JOB: Give back only the lines from the one with "Practice. Identify the girl's" through the last line of the data, exactly as they appear.

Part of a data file
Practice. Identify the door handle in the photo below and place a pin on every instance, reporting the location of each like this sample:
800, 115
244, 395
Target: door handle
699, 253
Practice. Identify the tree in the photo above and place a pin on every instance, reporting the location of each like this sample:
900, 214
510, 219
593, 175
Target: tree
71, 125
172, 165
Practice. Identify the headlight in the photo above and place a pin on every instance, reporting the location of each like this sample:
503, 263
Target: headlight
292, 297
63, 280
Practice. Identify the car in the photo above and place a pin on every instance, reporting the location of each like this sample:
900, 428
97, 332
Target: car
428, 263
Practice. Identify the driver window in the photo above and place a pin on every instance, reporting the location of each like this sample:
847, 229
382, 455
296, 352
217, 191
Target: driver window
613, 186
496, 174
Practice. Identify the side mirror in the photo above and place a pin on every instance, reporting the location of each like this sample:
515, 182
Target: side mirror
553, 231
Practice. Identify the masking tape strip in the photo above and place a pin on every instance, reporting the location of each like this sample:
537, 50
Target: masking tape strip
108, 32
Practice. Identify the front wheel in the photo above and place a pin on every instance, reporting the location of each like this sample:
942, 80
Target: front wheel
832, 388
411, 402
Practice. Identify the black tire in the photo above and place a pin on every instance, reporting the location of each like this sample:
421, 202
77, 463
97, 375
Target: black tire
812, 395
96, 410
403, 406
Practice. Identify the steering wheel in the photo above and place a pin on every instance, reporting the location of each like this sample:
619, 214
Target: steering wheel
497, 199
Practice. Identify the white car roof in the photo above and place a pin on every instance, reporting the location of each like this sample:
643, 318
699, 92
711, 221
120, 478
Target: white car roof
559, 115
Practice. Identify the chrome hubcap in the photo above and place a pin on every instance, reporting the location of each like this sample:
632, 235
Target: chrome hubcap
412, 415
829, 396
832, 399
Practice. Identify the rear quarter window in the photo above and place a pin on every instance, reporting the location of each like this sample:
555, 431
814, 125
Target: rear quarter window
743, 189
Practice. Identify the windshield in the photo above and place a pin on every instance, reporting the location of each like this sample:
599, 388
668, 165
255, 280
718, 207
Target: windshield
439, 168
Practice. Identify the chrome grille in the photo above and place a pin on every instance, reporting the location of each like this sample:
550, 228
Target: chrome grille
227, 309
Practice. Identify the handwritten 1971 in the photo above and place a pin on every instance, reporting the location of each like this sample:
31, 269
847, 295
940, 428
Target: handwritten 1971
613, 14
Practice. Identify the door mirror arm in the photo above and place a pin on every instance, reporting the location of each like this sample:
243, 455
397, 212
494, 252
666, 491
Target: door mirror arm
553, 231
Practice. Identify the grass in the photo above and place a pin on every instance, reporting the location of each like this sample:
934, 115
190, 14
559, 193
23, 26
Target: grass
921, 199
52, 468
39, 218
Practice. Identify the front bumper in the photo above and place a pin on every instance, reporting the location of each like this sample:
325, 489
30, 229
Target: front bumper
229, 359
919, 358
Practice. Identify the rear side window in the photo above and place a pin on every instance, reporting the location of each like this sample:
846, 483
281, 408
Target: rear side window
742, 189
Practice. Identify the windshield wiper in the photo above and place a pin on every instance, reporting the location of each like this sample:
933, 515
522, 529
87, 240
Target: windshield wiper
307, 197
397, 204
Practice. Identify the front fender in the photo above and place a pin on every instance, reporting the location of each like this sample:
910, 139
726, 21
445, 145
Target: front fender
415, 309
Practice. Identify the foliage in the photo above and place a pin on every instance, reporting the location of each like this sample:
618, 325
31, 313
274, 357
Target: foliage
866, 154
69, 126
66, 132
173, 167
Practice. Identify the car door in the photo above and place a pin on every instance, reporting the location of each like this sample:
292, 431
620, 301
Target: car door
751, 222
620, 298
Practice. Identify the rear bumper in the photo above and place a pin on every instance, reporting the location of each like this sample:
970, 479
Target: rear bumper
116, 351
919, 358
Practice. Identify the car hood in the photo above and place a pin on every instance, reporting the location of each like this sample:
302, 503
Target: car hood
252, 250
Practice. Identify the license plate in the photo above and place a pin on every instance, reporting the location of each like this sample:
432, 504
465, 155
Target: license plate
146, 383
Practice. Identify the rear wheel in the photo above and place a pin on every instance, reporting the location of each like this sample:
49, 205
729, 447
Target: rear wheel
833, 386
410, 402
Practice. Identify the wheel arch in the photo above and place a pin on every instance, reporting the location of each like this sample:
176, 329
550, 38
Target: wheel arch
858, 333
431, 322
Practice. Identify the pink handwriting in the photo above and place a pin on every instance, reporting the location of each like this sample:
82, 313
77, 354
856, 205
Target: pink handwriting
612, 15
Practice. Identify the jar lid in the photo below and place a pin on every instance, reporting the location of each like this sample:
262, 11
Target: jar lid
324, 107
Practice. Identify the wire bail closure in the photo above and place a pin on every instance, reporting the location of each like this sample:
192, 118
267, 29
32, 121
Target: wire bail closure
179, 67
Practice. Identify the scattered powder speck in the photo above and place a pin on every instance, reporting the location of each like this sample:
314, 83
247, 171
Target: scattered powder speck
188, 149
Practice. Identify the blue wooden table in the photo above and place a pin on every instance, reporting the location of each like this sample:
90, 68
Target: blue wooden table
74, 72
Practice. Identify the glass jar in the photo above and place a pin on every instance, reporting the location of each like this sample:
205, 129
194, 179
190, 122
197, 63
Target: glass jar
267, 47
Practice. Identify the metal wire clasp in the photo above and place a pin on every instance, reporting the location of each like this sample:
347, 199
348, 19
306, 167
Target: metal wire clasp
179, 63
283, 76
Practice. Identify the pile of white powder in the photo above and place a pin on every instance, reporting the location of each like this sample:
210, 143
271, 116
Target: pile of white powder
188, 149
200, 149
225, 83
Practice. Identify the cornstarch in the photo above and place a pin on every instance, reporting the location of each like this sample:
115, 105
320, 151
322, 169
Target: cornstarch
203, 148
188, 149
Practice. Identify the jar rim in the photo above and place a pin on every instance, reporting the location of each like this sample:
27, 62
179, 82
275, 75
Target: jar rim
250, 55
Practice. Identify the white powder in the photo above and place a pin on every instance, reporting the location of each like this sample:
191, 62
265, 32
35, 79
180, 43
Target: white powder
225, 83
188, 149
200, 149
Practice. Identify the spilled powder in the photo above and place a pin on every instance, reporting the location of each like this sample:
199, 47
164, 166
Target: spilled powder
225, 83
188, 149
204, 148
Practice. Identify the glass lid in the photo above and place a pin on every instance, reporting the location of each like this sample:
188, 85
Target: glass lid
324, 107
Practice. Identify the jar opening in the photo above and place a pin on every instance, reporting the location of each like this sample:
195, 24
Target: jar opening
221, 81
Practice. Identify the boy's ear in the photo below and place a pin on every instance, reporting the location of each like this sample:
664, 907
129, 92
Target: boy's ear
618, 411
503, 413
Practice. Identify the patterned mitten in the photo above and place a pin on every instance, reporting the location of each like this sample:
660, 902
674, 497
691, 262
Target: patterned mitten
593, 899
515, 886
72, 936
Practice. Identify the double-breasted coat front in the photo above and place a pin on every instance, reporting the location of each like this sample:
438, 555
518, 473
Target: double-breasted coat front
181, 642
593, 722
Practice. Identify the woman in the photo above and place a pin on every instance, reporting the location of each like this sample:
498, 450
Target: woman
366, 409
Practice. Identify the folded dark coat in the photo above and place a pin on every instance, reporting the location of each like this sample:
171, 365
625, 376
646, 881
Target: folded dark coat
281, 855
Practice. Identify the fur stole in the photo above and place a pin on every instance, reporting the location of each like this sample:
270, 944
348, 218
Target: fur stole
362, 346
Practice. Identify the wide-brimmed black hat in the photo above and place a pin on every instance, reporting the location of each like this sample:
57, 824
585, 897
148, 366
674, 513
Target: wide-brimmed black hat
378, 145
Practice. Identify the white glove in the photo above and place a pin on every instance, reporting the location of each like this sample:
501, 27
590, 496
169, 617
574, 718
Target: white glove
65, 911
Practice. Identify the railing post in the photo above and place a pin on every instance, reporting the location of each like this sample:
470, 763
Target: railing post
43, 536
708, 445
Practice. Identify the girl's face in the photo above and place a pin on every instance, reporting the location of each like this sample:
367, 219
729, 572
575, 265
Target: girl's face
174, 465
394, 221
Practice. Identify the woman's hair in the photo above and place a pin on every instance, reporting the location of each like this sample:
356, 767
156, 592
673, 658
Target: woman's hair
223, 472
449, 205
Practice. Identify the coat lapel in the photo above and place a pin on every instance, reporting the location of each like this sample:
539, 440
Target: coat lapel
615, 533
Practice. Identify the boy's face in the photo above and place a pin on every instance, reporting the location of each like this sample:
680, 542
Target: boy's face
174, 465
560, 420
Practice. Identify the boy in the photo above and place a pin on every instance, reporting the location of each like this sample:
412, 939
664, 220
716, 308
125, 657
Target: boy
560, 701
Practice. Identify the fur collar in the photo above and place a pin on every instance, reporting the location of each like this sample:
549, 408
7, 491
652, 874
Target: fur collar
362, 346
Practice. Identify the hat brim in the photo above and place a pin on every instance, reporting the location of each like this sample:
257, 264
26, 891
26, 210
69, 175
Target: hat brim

SOLUTION TO THE PROBLEM:
Practice. Identify the girl's face in the photo above and place a pin on every instance, reporting the location of each like this sample:
367, 219
729, 572
575, 265
Target: girl's face
174, 465
394, 221
Practice. Identify the woman's hair in the photo above and place a pin on every instance, reporting the location of each like this sample:
356, 767
156, 592
673, 658
Target: woman's hair
223, 472
449, 205
Practice. Identify the coat lapel in the photo above and place a pin on every instance, reporting the location of each like this sample:
539, 440
Target: coat lapel
615, 533
Practice. Identify the boy's face in the photo above and place a pin on every instance, reporting the location of each like this sample:
680, 542
Target: boy's face
174, 465
560, 420
Practice. Identify the boy in the photo above and place a pin on every instance, reporting the location of each like this sample:
412, 939
664, 220
716, 308
125, 657
Target: boy
560, 701
Practice. Identify the fur collar in the photo above and place a pin on every instance, reporting the location of each like this sample:
549, 408
7, 491
652, 874
Target: fur collar
362, 346
Practice. Identify the hat brim in the photo above and place a pin on every instance, reporting the location of each like this sample:
257, 264
26, 891
26, 210
69, 175
Target: hat brim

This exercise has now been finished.